Records from a point annotation dataset:

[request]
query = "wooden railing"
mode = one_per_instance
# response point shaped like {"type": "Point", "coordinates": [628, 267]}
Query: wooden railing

**Work to do:**
Repeat every line above word for word.

**Complete output:**
[request]
query = "wooden railing"
mode = one_per_instance
# response point shaped like {"type": "Point", "coordinates": [628, 267]}
Query: wooden railing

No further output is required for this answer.